Record extracts START
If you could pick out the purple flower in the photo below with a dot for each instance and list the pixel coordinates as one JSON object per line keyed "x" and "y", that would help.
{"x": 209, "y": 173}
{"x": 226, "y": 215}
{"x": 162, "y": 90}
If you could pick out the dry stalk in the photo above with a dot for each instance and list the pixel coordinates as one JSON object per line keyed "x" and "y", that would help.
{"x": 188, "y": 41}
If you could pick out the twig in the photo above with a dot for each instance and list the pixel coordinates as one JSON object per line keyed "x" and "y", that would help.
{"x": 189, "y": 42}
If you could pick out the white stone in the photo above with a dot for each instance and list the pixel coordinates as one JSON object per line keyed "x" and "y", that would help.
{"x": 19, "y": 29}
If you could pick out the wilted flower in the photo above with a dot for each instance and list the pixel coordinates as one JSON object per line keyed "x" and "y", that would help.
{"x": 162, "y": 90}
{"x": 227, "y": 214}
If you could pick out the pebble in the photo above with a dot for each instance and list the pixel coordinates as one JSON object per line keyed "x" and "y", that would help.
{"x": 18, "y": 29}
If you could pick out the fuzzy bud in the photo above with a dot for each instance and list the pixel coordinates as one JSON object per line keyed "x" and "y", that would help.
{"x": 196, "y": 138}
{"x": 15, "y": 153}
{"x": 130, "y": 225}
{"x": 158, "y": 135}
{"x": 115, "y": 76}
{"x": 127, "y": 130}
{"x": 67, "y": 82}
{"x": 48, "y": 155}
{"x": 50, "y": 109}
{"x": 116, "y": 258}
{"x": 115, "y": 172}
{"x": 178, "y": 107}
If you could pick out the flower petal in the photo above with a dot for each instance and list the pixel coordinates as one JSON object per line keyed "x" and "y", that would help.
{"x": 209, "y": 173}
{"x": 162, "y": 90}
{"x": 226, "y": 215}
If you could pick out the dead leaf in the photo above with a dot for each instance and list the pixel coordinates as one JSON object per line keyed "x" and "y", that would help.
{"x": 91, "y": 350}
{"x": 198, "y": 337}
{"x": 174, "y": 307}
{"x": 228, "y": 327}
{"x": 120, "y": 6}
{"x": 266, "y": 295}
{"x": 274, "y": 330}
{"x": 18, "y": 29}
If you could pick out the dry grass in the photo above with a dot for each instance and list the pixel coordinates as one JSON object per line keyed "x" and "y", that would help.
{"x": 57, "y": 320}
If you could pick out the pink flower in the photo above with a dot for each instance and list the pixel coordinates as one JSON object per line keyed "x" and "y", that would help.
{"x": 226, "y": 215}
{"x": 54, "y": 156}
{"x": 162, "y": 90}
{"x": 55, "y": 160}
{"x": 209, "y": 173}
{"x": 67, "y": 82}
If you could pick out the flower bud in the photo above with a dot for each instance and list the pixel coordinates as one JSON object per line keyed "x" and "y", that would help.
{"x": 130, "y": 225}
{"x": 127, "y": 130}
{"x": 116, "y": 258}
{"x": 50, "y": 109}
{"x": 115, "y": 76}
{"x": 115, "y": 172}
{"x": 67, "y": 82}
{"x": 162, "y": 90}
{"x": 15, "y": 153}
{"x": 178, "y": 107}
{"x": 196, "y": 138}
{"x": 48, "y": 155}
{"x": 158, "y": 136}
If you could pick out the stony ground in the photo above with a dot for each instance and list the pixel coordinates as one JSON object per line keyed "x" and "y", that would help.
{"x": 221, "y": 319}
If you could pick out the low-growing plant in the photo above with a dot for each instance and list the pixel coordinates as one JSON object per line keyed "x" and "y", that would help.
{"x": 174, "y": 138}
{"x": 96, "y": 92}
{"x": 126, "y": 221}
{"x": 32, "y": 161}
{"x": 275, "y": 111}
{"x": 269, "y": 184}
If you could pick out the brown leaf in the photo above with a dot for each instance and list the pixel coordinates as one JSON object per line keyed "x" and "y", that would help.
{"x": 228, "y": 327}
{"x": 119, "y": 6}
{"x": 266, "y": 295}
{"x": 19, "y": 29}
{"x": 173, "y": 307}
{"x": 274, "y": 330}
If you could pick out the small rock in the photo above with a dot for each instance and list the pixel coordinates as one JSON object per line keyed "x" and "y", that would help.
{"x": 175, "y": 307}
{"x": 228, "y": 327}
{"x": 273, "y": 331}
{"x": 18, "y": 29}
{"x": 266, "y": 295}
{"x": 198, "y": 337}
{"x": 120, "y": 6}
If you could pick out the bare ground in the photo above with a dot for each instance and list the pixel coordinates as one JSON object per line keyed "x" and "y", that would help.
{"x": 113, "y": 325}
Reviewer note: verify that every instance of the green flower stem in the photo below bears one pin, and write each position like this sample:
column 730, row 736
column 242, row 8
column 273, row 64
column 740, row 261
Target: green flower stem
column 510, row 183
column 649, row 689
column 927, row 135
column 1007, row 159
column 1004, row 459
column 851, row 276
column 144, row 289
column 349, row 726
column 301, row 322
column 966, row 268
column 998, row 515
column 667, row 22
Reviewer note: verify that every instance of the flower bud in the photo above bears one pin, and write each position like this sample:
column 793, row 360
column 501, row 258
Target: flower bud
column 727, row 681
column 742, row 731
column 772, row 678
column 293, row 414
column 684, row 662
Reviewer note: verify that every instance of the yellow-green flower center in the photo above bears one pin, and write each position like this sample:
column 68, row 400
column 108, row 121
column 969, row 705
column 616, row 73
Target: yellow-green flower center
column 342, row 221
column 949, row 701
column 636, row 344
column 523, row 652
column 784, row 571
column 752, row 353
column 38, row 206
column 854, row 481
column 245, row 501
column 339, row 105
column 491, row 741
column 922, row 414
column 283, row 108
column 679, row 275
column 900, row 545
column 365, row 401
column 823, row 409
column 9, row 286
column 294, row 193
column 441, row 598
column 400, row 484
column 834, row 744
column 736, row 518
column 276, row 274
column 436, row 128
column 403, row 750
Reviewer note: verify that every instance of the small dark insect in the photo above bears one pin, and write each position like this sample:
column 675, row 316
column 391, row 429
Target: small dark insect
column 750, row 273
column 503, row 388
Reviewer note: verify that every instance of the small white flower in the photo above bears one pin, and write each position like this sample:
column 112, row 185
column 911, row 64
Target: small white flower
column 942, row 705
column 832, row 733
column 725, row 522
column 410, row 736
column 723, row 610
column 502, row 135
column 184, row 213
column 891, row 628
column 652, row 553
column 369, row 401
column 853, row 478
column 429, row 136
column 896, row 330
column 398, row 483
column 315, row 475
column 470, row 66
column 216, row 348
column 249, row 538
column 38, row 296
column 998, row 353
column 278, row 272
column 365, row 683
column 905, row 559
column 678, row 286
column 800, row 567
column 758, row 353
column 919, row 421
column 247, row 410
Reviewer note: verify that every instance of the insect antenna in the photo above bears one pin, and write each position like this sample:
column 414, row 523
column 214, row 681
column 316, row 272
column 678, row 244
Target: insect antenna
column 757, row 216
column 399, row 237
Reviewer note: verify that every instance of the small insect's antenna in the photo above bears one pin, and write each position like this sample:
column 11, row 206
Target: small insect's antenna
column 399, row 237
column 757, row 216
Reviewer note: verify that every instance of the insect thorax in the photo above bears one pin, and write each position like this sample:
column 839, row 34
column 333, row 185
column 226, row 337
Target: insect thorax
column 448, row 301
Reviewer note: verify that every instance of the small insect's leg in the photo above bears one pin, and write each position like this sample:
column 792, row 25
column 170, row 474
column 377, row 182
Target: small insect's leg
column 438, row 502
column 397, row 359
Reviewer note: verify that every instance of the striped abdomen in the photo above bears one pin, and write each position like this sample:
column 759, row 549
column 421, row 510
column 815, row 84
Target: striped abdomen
Record extracts END
- Requirement: Each line of the listing should be copied exactly, with none left out.

- The completed task:
If you could pick out the purple flower in the photo below with a dot for each instance and list the pixel coordinates as one JSON object per line keyed "x" and "y", that would help.
{"x": 209, "y": 173}
{"x": 226, "y": 215}
{"x": 162, "y": 90}
If you could pick out the dry stalk in the photo above with a dot for each instance and list the pixel coordinates as one JSON object per line keyed "x" and "y", that would help.
{"x": 188, "y": 41}
If you could pick out the twig in the photo above with a dot for each instance and list the pixel coordinates as one JSON object per line keyed "x" and "y", that would help.
{"x": 189, "y": 42}
If you could pick out the white stone in the photo above with a dot for each instance and list the pixel coordinates as one JSON object per line keyed "x" and "y", that would help.
{"x": 19, "y": 29}
If you could pick out the wilted flower in the photo above with a dot for each instance and list the pixel coordinates as one JSON object per line keyed "x" and "y", that would help.
{"x": 162, "y": 90}
{"x": 227, "y": 214}
If you could pick out the pebble in the photo above with a dot for each instance and list the pixel coordinates as one JSON object per line keyed "x" and "y", that would help.
{"x": 18, "y": 29}
If you could pick out the fuzzy bud in the photo above with a dot for each instance and list the pixel coordinates as one JSON object per line keyed "x" and "y", that would help.
{"x": 196, "y": 138}
{"x": 15, "y": 153}
{"x": 130, "y": 225}
{"x": 158, "y": 135}
{"x": 115, "y": 76}
{"x": 127, "y": 130}
{"x": 67, "y": 82}
{"x": 48, "y": 155}
{"x": 50, "y": 109}
{"x": 116, "y": 258}
{"x": 115, "y": 172}
{"x": 178, "y": 107}
If you could pick out the flower petal in the photo above with a dot for each instance and list the pixel coordinates as one JSON object per line keyed "x" and "y", that would help.
{"x": 209, "y": 173}
{"x": 162, "y": 90}
{"x": 226, "y": 215}
If you could pick out the dead leaf in the photo above with a dot for each instance and list the pixel coordinates as one JSON object per line keyed "x" and "y", that would help.
{"x": 91, "y": 350}
{"x": 198, "y": 337}
{"x": 174, "y": 307}
{"x": 228, "y": 327}
{"x": 120, "y": 6}
{"x": 266, "y": 295}
{"x": 274, "y": 330}
{"x": 18, "y": 29}
If you could pick out the dry grass in the photo above with a dot for each instance and list the pixel coordinates as one JSON object per line keyed "x" and "y", that would help.
{"x": 57, "y": 320}
If you could pick out the pink flower in the photo above with a dot for each instance and list the pixel coordinates as one JSON object per line keyed "x" and "y", that would help.
{"x": 226, "y": 215}
{"x": 54, "y": 156}
{"x": 162, "y": 90}
{"x": 55, "y": 160}
{"x": 209, "y": 173}
{"x": 67, "y": 82}
If you could pick out the flower bud in the photo above with a dot for each instance and list the pixel coordinates as one JSON object per line keyed "x" and "y", that would help.
{"x": 130, "y": 225}
{"x": 127, "y": 130}
{"x": 116, "y": 258}
{"x": 50, "y": 109}
{"x": 115, "y": 76}
{"x": 115, "y": 172}
{"x": 67, "y": 82}
{"x": 162, "y": 90}
{"x": 15, "y": 153}
{"x": 178, "y": 107}
{"x": 196, "y": 138}
{"x": 48, "y": 155}
{"x": 158, "y": 136}
If you could pick out the stony ground in the photo above with a dot for each instance and list the pixel coordinates as one JSON object per line keyed "x" and "y", that would help.
{"x": 221, "y": 319}
If you could pick out the low-growing plant in the photo above with a dot for each instance and list the pixel coordinates as one JSON object per line keyed "x" and "y", that would help.
{"x": 174, "y": 138}
{"x": 96, "y": 92}
{"x": 126, "y": 221}
{"x": 32, "y": 161}
{"x": 275, "y": 111}
{"x": 269, "y": 184}
If you could pick out the brown leaf in the photo above with a dot for each instance and list the pixel coordinates as one JSON object per line keyed "x" and "y", that would help.
{"x": 228, "y": 327}
{"x": 119, "y": 6}
{"x": 266, "y": 295}
{"x": 19, "y": 29}
{"x": 173, "y": 307}
{"x": 274, "y": 330}
If you could pick out the small rock in the photo above with a dot for each instance and list the pixel coordinates as one JSON object per line keyed "x" and "y", that would help.
{"x": 175, "y": 307}
{"x": 228, "y": 327}
{"x": 273, "y": 331}
{"x": 18, "y": 29}
{"x": 266, "y": 295}
{"x": 198, "y": 337}
{"x": 120, "y": 6}
If you could pick out the bare ground in the photo above with a dot for each instance and list the pixel coordinates as one JSON object per line keyed "x" and "y", that would help.
{"x": 113, "y": 325}
Reviewer note: verify that every instance of the green flower stem in the photo below bears one pin, and write each position like this sample:
column 730, row 736
column 242, row 8
column 273, row 64
column 740, row 261
Target: green flower stem
column 510, row 183
column 649, row 689
column 927, row 135
column 1007, row 159
column 1004, row 459
column 851, row 276
column 144, row 289
column 349, row 726
column 301, row 322
column 966, row 268
column 998, row 515
column 667, row 22
Reviewer note: verify that every instance of the flower bud in the photo above bears one pin, and write each position like this sample:
column 793, row 360
column 501, row 258
Target: flower bud
column 727, row 681
column 742, row 731
column 772, row 678
column 293, row 414
column 684, row 662
Reviewer note: verify that every instance of the yellow-green flower center in the photo above bears one pin, and write each position like this sample:
column 68, row 400
column 108, row 121
column 969, row 705
column 616, row 73
Target: yellow-green flower center
column 342, row 221
column 949, row 701
column 636, row 344
column 523, row 652
column 784, row 571
column 752, row 353
column 38, row 206
column 854, row 481
column 245, row 501
column 339, row 105
column 491, row 741
column 922, row 414
column 283, row 108
column 679, row 275
column 900, row 545
column 365, row 401
column 823, row 409
column 9, row 286
column 294, row 193
column 441, row 598
column 400, row 484
column 834, row 744
column 736, row 518
column 276, row 274
column 436, row 128
column 403, row 750
Reviewer note: verify that every instance of the small dark insect in the photo above bears one pin, and write each position like this sample:
column 675, row 316
column 391, row 429
Target: small dark insect
column 750, row 273
column 503, row 388
Reviewer note: verify that every instance of the small white flower in the photo above bears one pin, and write each position like this sample:
column 112, row 185
column 911, row 64
Target: small white flower
column 942, row 705
column 832, row 733
column 725, row 522
column 410, row 736
column 723, row 610
column 502, row 135
column 184, row 213
column 891, row 628
column 652, row 553
column 369, row 401
column 853, row 478
column 429, row 136
column 896, row 330
column 398, row 483
column 315, row 475
column 470, row 66
column 216, row 348
column 249, row 538
column 38, row 296
column 998, row 353
column 278, row 272
column 365, row 683
column 905, row 559
column 678, row 286
column 800, row 567
column 758, row 353
column 919, row 421
column 247, row 410
Reviewer note: verify that every instance of the insect antenna in the photo above bears one pin, and write each position like this sample:
column 414, row 523
column 214, row 681
column 316, row 272
column 678, row 244
Target: insect antenna
column 757, row 216
column 399, row 237
Reviewer note: verify that every instance of the small insect's antenna in the photo above bears one pin, and write each position like this sample:
column 11, row 206
Target: small insect's antenna
column 399, row 237
column 757, row 216
Reviewer note: verify that every instance of the insect thorax in the photo above bears one pin, and write each position like this sample:
column 839, row 34
column 333, row 185
column 226, row 337
Target: insect thorax
column 448, row 301
Reviewer note: verify that every instance of the small insect's leg in the photo above bears one pin, and write each position like this sample:
column 792, row 25
column 170, row 474
column 377, row 182
Target: small insect's leg
column 438, row 502
column 397, row 359
Reviewer note: verify that every instance of the striped abdomen in the photo above bears one pin, and write each position like this sample:
column 759, row 549
column 421, row 510
column 815, row 84
Target: striped abdomen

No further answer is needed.